• _EXERCICE A_
Reproduisez à l'identique chacune des lignes du listing qui suit le texte.
---+---
Idées

LADSIS : Bayart décrypte « les énergies de l’Etat »

Le Laboratoire de recherche LADSIS et le département de sociologie de la Faculté des Lettres et des Sciences Humaines AïnChock (FLSHAC), Casablanca ont reçu le politiste Jean-François Bayart pour une leçon inaugurale de l’année académique2023-24. Points saillants d’une rencontre à contre-courant de la pensée socio-politique dominante.

Zakaria Kadiri, directeur du LADSIS et Jean-François Bayart, professeur à l’IHED de Genève
Photo: Hicham Semlali

En cette matinée d’automne, l’amphithéâtre Driss Chraïbi à la FLSHAC était animé par une énergie du savoir. Le 7 décembre dernier, professeurs universitaires, doctorants et étudiants en sciences sociales se sont donné rendez-vous pour cette rencontre avec Jean-François Bayart. L’ancien directeur du CERI-Sciences Po à Paris et actuel professeur l’institut de hautes études internationales et du développement (IHEID) de Genève est venu présenter son dernier essai : L’Energie de l’État. Pour une sociologie historique et comparée du politique (La Découverte, 2022).Un ouvrage que l’auteur présente comme une « synthèse » de ces précédents travaux autour de l’Etat, l’identité et la globalisation pour formuler une lecture socio-historique du politique.
---+---
• _EXERCICE B_
Relevez toutes les villes mentionnées dans le texte sur la leçon inaugurale de Jean-François Bayart.
---+---
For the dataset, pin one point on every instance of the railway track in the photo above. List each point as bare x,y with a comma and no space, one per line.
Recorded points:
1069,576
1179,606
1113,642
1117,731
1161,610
---+---
• _CORRIGÉ DÉTAILLÉ A_
For the dataset, pin one point on every instance of the railway track in the photo above. List each point as bare x,y with a comma and no space, one per line.
Recorded points:
1069,576
1179,606
1113,642
1117,731
1161,610

• _CORRIGÉ DÉTAILLÉ B_
Casablanca
Paris
Genève